■ PROMPT 1 ■
In the text about road maintenance and heavier vehicles, what position does Rick Green hold?

■ DOCUMENT TEXT ■
◆ ◆ ◆
Asphalt Industry Alliance (AIA) Chair Rick Green commented:
“Our Annual Local Authority Road Maintenace (ALARM) survey reports are based on both qualitative and quantitative feedback received from those responsible for maintaining them and have for many years highlighted the link between highway maintenance funding and the condition of the local road network.
“ALARM 2024, once again, reports that local authorities don’t have the funds to keep the carriageway to their own target conditions and that lack of investment is the reason for continued deterioration and a network in decline.
“Reasons identified by local authority engineers needing to deal with unforeseen costs included rising traffic volumes and increased average vehicle weights on a deteriorating network. Feedback received from local highway authorities (LHAs) indicates a perception that there may be an impact due to heavier vehicles (with whatever drivetrain) especially on evolved, unclassified roads that would not have been designed to deal with today’s larger and heavier vehicles, let alone HGVs’ total and axle weights.'
I'm talking about car parks and the way vehicles are turned on their axis without moving and you've found a hatchet piece about roads
But according to the experts, slightly heavier EVs are NOT the problem. It is probably down to poorly maintained car parks and heavier cars in general, particularly larger SUVs.
Many purchased as totally unnecessary status symbols by those who feel the need to flaunt their assets to impress others.
Which brings me back full circle. They are unobtainable
I have never gotten strapped up with PCP and have intention of doing so, used EVs are not trusted as proven by the arse falling out of them as soon as they leave the forecourt.
That’s nonsense. Unless you have stats you can point to, it’s purely anecdotal.
The price of used EVs is evidence enough, too much risk too little reward.
So providing you get suitable rewards you’ll be happy to play your part in saving our planet ?
Transitioning to EV's will help cut carbon emissions over time and I expect they will become the norm here and elsewhere, but it frustrates me to see so much emphasis going on making that one change when there are so many other things individuals can do that will have a significant effect.
On driving alone, there are many other options for those who want to reduce their carbon emissions, like switching to smaller cars and driving more conservatively, or using the car less often and choosing public transport alternatives where available.
I've done, and I'm doing, most of those. As a retired couple, we got rid of our second car which was no longer needed, and replaced the other with a second hand, supposedly eco friendly one (high mpg). Next time I change, if I ever need to have another car, which hopefully won't be for years due to our low mileage, I expect I'll buy a second hand EV, but I feel no guilt in not changing sooner and rate as a 'climate hero"* based on my current carbon footprint, ICE car emissions included.
*Admittedly I have reservations about using these free online assessment tools, which I can see have serious limitations, but I'm trending in the right direction for reducing my emissions.
◆ ◆ ◆
■ DATASET EXTRACT ■
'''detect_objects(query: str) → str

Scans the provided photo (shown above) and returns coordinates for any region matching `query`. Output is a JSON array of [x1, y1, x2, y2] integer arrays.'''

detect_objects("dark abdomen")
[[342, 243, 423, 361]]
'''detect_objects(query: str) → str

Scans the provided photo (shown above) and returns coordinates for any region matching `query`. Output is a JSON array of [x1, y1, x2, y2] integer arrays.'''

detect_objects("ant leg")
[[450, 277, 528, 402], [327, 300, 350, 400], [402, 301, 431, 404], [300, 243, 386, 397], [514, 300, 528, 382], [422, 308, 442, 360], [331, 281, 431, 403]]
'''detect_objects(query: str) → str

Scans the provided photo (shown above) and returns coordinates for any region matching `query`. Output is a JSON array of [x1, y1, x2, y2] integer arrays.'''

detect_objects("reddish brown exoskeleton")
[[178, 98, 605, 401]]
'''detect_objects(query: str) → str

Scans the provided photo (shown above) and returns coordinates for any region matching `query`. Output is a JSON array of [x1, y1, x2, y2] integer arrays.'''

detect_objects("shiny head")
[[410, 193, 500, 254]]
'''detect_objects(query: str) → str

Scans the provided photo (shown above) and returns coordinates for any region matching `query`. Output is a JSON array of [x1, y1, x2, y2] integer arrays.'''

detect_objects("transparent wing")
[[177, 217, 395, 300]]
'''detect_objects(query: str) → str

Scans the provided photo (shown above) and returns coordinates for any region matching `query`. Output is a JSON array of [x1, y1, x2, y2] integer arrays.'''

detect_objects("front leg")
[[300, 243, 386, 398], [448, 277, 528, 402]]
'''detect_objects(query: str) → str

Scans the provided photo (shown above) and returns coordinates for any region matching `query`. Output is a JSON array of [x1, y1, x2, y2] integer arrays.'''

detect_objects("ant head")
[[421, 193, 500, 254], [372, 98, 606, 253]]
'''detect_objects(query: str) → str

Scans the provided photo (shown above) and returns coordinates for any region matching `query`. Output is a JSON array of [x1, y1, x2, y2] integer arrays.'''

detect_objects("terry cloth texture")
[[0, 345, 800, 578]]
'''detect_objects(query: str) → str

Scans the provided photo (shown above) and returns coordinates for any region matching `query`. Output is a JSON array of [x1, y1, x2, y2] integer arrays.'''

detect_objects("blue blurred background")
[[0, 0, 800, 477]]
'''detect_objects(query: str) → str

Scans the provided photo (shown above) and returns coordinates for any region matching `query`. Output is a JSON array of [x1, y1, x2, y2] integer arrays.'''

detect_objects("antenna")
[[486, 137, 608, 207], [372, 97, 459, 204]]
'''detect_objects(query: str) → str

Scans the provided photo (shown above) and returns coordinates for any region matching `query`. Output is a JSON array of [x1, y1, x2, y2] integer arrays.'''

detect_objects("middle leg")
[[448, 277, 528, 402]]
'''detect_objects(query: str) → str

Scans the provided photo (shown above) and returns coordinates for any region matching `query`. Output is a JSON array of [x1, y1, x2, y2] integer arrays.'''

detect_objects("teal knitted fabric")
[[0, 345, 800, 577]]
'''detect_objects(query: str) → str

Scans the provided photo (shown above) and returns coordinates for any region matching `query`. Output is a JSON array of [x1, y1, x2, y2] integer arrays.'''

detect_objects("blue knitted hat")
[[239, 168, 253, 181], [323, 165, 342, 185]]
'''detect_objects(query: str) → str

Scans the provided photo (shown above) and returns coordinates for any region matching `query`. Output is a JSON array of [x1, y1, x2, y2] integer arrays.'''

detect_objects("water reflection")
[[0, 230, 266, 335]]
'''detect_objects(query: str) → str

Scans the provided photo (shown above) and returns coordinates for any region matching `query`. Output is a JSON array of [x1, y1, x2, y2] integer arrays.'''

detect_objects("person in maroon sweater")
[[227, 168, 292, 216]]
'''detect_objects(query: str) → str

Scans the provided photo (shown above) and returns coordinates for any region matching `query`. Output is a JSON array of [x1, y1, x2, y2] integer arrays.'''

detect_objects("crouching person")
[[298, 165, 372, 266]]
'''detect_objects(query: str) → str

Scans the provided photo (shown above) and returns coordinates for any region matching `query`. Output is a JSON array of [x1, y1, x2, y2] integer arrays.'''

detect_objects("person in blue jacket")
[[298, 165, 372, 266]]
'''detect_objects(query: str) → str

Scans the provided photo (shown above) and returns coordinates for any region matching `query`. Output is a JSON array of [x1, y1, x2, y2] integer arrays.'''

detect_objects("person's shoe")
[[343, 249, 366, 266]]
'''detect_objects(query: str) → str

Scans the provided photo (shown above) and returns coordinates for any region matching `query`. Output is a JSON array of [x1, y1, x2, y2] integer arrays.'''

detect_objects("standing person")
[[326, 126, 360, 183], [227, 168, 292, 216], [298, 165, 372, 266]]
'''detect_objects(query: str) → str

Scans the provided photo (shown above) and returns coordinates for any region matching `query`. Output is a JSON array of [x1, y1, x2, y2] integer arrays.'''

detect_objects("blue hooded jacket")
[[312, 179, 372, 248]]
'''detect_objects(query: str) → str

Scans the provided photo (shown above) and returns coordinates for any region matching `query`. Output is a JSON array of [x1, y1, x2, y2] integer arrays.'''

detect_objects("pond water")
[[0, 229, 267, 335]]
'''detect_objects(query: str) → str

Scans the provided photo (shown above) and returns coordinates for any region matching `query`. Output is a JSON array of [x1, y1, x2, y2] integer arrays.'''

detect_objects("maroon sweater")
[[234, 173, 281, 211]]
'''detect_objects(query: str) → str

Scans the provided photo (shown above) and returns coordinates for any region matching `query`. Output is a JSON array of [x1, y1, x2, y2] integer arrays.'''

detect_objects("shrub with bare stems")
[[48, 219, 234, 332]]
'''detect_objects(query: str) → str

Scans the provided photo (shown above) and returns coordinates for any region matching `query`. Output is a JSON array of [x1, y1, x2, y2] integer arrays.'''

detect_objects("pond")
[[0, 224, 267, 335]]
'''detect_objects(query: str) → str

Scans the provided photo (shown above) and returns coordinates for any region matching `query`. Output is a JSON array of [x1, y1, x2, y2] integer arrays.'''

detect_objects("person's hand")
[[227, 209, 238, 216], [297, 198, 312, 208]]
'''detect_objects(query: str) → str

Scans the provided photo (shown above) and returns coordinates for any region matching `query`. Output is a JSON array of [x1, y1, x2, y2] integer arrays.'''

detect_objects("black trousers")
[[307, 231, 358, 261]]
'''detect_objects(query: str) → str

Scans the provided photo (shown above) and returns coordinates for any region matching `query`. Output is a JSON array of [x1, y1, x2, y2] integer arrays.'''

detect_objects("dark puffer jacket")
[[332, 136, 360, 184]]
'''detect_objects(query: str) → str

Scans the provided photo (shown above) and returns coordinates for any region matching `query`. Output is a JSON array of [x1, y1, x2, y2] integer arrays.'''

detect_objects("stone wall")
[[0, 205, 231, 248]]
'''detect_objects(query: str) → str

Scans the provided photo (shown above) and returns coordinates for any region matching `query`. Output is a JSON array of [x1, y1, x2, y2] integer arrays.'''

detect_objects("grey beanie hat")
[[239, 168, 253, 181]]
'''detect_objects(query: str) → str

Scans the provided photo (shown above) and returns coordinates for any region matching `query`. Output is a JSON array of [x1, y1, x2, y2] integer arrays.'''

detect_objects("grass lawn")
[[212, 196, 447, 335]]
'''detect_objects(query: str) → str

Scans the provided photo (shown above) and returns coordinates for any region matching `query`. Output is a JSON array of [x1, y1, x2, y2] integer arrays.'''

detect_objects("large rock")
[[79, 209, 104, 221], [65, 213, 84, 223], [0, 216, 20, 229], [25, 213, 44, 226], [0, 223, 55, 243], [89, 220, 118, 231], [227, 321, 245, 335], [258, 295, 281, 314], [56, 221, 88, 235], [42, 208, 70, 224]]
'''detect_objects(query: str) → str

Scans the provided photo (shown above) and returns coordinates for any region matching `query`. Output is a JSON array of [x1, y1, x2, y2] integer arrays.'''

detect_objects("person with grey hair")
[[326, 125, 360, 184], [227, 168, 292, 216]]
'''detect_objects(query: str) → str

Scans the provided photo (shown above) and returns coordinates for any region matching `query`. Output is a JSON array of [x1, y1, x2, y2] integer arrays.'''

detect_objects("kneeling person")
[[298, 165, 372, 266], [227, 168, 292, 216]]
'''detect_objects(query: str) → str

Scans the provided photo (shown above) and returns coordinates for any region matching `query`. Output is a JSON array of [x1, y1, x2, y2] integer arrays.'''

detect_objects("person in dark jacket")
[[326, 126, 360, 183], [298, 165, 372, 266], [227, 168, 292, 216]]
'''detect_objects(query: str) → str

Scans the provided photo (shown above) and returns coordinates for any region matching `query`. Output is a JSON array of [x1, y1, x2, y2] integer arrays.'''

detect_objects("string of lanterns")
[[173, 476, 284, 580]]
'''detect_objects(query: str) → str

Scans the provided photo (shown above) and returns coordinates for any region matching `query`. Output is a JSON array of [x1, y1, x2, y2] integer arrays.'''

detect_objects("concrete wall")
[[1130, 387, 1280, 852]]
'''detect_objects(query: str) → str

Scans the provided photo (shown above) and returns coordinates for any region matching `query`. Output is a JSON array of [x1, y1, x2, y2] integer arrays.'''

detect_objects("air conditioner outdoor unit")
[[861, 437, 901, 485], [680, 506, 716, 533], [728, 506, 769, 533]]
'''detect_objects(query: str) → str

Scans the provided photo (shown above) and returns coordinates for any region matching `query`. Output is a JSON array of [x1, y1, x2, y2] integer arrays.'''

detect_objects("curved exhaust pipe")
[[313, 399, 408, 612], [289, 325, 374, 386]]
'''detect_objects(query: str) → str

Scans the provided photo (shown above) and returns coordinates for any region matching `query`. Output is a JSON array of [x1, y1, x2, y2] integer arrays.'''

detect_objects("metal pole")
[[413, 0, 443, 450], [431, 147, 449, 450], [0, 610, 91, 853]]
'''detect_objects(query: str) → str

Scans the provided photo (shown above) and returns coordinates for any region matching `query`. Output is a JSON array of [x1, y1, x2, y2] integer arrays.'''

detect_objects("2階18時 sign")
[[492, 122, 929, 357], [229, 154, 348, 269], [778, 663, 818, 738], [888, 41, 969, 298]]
◆ ◆ ◆
■ PROMPT 2 ■
Rewrite the records from their first line up to and including the line with "[[177, 217, 395, 300]]", substituting "image" for "photo" and leaving everything else unchanged.

■ ANSWER 1 ■
Chair of the Asphalt Industry Alliance (AIA)

■ ANSWER 2 ■
'''detect_objects(query: str) → str

Scans the provided image (shown above) and returns coordinates for any region matching `query`. Output is a JSON array of [x1, y1, x2, y2] integer arrays.'''

detect_objects("dark abdomen")
[[342, 243, 423, 361]]
'''detect_objects(query: str) → str

Scans the provided image (shown above) and returns coordinates for any region matching `query`. Output is a JSON array of [x1, y1, x2, y2] integer arrays.'''

detect_objects("ant leg")
[[450, 277, 528, 402], [327, 300, 350, 400], [402, 301, 431, 404], [300, 243, 386, 397], [514, 300, 528, 382], [422, 308, 442, 360], [331, 281, 431, 403]]
'''detect_objects(query: str) → str

Scans the provided image (shown above) and returns coordinates for any region matching `query`. Output is a JSON array of [x1, y1, x2, y2] integer arrays.'''

detect_objects("reddish brown exoskeleton")
[[178, 98, 605, 401]]
'''detect_objects(query: str) → str

Scans the provided image (shown above) and returns coordinates for any region matching `query`. Output is a JSON array of [x1, y1, x2, y2] integer arrays.'''

detect_objects("shiny head")
[[410, 193, 500, 254]]
'''detect_objects(query: str) → str

Scans the provided image (shown above) and returns coordinates for any region matching `query`. Output is a JSON array of [x1, y1, x2, y2] integer arrays.'''

detect_objects("transparent wing")
[[177, 217, 395, 300]]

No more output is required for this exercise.